◆ Task item ◆
Leave out all lines before the one containing "Exercise. Point out every instance of the curved", and copy that line and all the rest below it exactly.

◆ Data to examine ◆
= = = = =
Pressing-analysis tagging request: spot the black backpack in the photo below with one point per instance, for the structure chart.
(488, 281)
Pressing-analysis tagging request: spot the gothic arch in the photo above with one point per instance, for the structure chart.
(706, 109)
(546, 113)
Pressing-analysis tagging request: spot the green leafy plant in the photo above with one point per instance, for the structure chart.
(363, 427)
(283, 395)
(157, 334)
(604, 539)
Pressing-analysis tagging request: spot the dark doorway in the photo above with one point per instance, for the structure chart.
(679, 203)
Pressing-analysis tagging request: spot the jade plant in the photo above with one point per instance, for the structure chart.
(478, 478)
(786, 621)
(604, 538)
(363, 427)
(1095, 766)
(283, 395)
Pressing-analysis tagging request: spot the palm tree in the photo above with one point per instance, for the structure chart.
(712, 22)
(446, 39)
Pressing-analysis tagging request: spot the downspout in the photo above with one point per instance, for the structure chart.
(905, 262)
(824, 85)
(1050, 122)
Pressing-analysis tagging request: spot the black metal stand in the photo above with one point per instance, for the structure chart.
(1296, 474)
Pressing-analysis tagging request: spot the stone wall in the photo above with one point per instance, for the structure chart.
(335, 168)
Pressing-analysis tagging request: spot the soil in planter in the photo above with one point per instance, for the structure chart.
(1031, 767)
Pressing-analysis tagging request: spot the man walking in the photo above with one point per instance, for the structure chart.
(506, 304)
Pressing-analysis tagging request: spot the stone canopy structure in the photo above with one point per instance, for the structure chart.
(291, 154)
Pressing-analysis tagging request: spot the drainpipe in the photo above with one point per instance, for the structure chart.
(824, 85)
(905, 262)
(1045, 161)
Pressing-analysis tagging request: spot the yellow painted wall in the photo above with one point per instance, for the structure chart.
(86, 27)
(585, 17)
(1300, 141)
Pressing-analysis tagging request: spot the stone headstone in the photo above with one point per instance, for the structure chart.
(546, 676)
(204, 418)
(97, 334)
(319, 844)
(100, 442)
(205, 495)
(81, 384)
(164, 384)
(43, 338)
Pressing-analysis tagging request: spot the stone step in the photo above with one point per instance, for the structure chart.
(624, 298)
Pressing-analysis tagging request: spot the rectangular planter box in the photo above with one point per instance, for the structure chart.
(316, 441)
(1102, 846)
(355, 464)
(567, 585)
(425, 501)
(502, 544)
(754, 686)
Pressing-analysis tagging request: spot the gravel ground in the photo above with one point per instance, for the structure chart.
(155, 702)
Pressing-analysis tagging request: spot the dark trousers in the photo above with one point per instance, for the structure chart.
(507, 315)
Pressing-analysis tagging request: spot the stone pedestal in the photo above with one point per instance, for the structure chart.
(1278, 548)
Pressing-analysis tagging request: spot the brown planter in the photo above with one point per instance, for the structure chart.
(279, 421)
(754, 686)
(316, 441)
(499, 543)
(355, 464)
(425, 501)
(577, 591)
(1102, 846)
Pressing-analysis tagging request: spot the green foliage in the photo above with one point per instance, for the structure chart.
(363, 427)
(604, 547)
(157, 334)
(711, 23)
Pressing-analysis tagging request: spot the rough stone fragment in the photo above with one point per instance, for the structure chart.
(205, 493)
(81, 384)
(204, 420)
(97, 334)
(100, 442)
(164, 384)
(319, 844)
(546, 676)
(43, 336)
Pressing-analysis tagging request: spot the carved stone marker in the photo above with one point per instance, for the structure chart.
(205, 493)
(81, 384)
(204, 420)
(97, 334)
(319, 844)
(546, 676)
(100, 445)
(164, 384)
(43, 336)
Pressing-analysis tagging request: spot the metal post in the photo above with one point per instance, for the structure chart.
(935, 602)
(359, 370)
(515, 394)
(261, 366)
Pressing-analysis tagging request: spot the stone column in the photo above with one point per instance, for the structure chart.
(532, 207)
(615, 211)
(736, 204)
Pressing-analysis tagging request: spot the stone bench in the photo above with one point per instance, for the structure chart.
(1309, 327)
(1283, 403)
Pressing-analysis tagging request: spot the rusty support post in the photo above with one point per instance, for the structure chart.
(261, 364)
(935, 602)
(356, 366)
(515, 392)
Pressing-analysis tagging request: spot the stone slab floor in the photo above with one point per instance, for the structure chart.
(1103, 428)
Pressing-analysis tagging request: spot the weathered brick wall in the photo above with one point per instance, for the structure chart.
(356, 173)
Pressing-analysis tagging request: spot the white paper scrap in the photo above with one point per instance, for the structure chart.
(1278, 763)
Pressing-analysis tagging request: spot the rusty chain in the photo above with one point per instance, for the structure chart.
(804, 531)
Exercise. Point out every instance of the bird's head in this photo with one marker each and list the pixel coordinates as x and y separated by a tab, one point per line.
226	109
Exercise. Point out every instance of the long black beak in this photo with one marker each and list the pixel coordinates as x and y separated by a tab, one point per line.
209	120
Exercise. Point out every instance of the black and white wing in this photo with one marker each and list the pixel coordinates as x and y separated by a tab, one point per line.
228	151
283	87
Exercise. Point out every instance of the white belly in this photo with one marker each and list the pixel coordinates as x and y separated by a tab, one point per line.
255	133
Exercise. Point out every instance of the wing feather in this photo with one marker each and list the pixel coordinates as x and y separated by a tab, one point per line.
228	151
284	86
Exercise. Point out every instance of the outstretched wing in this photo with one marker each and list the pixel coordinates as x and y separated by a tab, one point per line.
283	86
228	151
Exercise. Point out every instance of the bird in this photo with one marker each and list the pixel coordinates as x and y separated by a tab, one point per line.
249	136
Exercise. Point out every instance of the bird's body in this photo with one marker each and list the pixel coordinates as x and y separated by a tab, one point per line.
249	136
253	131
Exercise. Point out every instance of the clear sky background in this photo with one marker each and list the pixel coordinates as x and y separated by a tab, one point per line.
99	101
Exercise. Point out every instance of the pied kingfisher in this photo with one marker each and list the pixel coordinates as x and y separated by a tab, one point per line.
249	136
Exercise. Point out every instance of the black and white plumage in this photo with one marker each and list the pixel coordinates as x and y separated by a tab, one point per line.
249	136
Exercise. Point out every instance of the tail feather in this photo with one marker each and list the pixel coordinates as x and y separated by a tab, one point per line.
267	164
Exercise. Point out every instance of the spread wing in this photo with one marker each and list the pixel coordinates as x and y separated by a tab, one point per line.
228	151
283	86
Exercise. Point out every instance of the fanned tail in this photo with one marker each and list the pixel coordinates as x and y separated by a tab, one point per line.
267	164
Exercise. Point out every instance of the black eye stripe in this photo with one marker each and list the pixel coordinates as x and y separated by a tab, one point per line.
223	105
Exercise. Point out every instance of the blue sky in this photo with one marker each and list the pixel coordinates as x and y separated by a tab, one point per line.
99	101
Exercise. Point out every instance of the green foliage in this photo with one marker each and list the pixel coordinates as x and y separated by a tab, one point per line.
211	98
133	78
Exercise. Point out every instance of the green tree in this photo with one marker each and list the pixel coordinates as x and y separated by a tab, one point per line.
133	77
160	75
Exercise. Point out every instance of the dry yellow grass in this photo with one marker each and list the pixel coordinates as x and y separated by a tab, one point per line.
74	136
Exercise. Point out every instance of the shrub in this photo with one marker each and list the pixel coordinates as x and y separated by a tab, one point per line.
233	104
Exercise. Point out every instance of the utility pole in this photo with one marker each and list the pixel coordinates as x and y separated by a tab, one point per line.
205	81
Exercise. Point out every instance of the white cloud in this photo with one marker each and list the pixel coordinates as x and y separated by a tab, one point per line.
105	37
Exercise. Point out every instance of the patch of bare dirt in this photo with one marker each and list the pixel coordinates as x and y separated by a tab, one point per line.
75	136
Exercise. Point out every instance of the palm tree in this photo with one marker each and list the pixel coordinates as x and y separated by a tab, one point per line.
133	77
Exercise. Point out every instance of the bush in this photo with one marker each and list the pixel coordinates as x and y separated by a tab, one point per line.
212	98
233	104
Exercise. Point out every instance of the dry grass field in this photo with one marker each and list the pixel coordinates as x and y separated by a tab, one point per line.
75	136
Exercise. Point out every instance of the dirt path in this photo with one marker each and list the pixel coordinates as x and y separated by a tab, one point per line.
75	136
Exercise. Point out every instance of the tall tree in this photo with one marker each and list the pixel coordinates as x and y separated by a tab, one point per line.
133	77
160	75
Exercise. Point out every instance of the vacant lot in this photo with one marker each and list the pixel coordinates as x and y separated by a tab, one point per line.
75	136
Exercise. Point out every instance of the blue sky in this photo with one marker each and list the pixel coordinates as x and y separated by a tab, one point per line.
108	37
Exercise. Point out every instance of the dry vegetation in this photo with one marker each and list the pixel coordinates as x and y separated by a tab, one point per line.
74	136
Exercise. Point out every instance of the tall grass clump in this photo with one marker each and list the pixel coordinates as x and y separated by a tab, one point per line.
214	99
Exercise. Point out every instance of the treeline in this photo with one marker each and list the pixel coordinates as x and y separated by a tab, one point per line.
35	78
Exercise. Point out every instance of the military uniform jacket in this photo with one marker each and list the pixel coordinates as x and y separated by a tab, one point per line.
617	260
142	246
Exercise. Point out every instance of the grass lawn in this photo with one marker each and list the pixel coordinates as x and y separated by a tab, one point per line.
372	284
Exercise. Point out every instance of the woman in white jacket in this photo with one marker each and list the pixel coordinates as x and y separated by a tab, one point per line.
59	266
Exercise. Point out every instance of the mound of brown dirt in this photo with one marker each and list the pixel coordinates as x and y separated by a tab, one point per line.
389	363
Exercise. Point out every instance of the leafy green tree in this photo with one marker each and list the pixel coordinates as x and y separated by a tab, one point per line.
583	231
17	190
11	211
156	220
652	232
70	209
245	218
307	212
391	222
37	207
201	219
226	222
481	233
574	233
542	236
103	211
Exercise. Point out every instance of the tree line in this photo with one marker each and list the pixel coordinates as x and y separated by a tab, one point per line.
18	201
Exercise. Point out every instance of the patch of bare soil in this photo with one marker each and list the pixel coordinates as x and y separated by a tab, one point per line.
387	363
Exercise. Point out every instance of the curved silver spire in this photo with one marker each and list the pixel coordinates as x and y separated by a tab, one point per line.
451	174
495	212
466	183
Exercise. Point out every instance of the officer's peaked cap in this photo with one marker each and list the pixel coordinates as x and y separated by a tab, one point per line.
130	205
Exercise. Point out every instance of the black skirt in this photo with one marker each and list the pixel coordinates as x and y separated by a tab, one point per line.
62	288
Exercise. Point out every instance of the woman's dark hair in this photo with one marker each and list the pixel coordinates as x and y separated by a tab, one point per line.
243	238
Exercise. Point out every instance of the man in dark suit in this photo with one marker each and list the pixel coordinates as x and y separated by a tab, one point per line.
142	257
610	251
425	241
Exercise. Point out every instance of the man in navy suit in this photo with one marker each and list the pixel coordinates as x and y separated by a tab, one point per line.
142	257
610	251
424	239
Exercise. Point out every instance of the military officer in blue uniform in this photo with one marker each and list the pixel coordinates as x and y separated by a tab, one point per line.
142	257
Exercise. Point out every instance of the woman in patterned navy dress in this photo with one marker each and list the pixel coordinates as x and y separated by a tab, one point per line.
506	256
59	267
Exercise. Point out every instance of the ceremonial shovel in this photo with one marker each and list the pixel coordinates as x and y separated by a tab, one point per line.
= = = = =
◆ Answer box ◆
Exercise. Point out every instance of the curved silver spire in this photo with one marker each and list the pixel coordinates as x and y separated by a tab, one point per line.
451	174
495	212
466	183
Exercise. Point out every instance of the officer's peaked cap in this photo with one marker each and list the pixel coordinates as x and y separated by a tab, one point per line.
130	205
Exercise. Point out every instance of the black skirt in this photo with one marker each and list the pixel coordinates as x and y separated by a tab, one point per line.
62	288
Exercise. Point out every instance of the woman's dark hair in this photo with one marker each and list the pixel coordinates as x and y separated by a tab, one point per line.
243	238
Exercise. Point out every instance of the man in dark suit in this photo with one marker each and list the pixel coordinates as x and y separated by a tab, one point per line.
142	257
610	251
425	241
Exercise. Point out every instance of the man in navy suit in this photo with one marker each and list the pixel coordinates as x and y separated by a tab, one point per line.
142	257
610	251
424	239
Exercise. Point out every instance of the military officer in blue uniform in this photo with one marker each and list the pixel coordinates as x and y separated by a tab, one point per line.
142	257
Exercise. Point out every instance of the woman in patterned navy dress in this photo with one marker each and list the pixel coordinates as x and y separated by a tab, one point per line.
506	256
59	267
Exercise. Point out every instance of the ceremonial shovel in this photo with one marker each and list the pixel coordinates as x and y separated by a tab, one point per line.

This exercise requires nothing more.